— Tasks for this exercise —
A: Summarize the post on DuckDB aggregations in two sentences.
B: From the post on DuckDB aggregations, return everything from "On the Parquet" down to "as column pruning.".
C: According to the post on DuckDB aggregations, how many aggregate functions does the custom step offer?

## begin Excerpted text

Performant Aggregations on Parquet using DuckDB

1 Like

Storage and compute costs remain persistent concerns for enterprises. This motivates adoption of open formats like Parquet, which reduce data footprint and enable efficient retrieval, alongside query engines like DuckDB for high performance with minimal data movement.

Rather than perceiving DuckDB as a conventional RDBMS, we should view it more as a broad-based query processing engine that works with many file formats. The SQL dialect used to interact with DuckDB therefore contains many unique features that distinguish it from other SQL dialects.

In addition to a dedicated engine and features to read and write parquet files, SAS also offers a SAS/Access Interface to DuckDB to access DuckDB-supported data sources from a SAS program. Parquet is one of many formats that DuckDB supports natively, enabling zero-copy reads without importing data first.

Many SAS programs employ proc sql to query datasets. Proc SQL, as the name implies, is a procedure to process SQL queries that serves two purposes. It can process queries in a SAS compute environment, and it can also "pass through" queries to run in-database, a situation that's more desirable since this means processing takes place closer to where the data is stored.

A common choice is between implicit and explicit passthrough. Implicit passthroughs use Proc SQL syntax on datasets referred by a libname, automatically sending optimised SQL to the database when possible. However, if SAS-specific functions are used or if equivalent functions or keywords are not recognised by the database, this triggers fetching data into SAS for processing, incurring data movement and processing costs.

Herein lies a challenge faced by SAS users who want to run SQL in DuckDB :- to truly realise the benefits of DuckDB on Parquet, they need to rely more on explicit passthrough methods, which may contain different syntactic patterns and require knowledge of the DuckDB SQL dialect. We shouldn't assume that all users possess this knowledge uniformly.

To bridge this gap, a new SAS Studio custom step enables users to run DuckDB aggregation queries on Parquet without writing SQL. SAS Studio custom steps are lightweight UI wrappers for SAS programs that are executed in SAS Studio, either standalone or part of a flow.

Access the custom step here (an updated repo as part of SAS's open source contributions might also be provided in future)
Access the SAS program called by this custom step here

What happens behind the scenes

To keep things simple, we focus on aggregations and offer 12 single-argument aggregate functions that are widely used in analytics. With a little modification, this custom step can be tweaked to process other DuckDB aggregation functions too, a planned activity which you are welcome to beat me to.

A quick walkthrough of this custom step is available in the video above. The custom step uses SAS/ACCESS to DuckDB, passing parameters via macro variables while DuckDB handles the optimised Parquet scan. In addition to the convenience and interoperability that the custom step provides, the main advantages that make this an attractive proposition can be attributed to both Parquet's inherent storage advantages and DuckDB's optimised query engine.

On the Parquet side

Parquet is a columnar file format. What this means, in simple terms, is that data for each column (obviously forming part of a set of observations) is accompanied by some useful statistics located in the column's metadata, available in the footer section of a parquet file. These statistics are pre-calculated (at the time of file creation) over chunks of observations called row groups and various statistics (such as min, max, null counts) are available in zone maps within these row groups. The key advantages when we perform an aggregation function are:

Only the columns relevant to the aggregation (i.e. the column getting aggregated and any associated columns such as group by columns and WHERE columns) need to be read into memory. This is referred to as column pruning.

## end Excerpted text
## begin Extracted information

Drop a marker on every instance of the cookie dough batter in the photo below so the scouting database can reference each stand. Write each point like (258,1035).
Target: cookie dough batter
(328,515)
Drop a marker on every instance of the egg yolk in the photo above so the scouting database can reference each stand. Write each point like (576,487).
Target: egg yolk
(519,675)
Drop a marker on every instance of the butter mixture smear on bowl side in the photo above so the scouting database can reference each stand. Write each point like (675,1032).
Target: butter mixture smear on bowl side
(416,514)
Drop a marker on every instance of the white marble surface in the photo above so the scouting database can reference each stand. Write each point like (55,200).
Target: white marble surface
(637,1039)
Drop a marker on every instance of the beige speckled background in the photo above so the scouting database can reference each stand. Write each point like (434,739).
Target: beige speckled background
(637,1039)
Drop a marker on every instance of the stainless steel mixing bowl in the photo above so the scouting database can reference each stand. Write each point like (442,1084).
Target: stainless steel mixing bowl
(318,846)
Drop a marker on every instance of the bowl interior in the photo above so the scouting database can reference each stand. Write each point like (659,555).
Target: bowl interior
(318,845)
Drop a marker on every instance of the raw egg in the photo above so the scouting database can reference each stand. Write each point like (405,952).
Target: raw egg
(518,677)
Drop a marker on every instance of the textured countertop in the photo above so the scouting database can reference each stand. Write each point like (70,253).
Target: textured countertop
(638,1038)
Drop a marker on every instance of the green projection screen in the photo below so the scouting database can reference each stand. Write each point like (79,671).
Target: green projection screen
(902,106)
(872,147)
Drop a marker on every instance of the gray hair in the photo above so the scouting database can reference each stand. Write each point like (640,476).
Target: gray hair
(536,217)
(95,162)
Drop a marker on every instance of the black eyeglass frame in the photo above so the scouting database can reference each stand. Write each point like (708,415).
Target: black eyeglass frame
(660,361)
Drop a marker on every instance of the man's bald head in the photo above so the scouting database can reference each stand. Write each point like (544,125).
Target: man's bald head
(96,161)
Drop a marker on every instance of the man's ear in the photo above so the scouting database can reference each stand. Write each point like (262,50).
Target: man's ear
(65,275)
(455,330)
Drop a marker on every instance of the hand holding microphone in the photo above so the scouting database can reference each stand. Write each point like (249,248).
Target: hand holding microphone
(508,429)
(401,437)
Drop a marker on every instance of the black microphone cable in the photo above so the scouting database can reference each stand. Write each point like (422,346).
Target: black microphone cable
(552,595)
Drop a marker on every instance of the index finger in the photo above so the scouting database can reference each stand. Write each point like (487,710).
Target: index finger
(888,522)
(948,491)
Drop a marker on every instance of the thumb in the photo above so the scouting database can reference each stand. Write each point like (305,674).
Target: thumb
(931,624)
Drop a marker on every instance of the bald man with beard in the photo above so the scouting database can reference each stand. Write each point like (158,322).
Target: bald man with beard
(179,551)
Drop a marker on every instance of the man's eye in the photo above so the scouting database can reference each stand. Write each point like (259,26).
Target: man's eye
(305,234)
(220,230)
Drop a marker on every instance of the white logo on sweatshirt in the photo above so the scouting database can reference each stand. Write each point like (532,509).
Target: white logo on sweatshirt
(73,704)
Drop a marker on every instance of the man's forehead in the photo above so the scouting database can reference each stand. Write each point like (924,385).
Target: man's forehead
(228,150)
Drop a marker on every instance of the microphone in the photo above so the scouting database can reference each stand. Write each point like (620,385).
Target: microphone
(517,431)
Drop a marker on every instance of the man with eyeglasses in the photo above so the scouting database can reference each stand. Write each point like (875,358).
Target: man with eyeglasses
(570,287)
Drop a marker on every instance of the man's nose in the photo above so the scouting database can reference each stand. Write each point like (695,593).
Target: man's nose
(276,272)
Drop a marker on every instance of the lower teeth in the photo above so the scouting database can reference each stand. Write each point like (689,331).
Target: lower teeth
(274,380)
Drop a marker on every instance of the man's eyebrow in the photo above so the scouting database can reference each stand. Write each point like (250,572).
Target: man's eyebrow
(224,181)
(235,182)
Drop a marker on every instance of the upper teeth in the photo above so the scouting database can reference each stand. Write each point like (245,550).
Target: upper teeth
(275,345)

## end Extracted information

— Answers for the exercise —
A: To get the full benefit of DuckDB on Parquet, SAS users need explicit passthrough and knowledge of the DuckDB SQL dialect, because implicit passthrough can end up fetching data into SAS for processing. A new SAS Studio custom step lets users run DuckDB aggregation queries on Parquet without writing SQL, drawing on Parquet's columnar storage with precomputed statistics and on DuckDB's optimized query engine.

B:
On the Parquet side

Parquet is a columnar file format. What this means, in simple terms, is that data for each column (obviously forming part of a set of observations) is accompanied by some useful statistics located in the column's metadata, available in the footer section of a parquet file. These statistics are pre-calculated (at the time of file creation) over chunks of observations called row groups and various statistics (such as min, max, null counts) are available in zone maps within these row groups. The key advantages when we perform an aggregation function are:

Only the columns relevant to the aggregation (i.e. the column getting aggregated and any associated columns such as group by columns and WHERE columns) need to be read into memory. This is referred to as column pruning.

C: It offers 12 single-argument aggregate functions.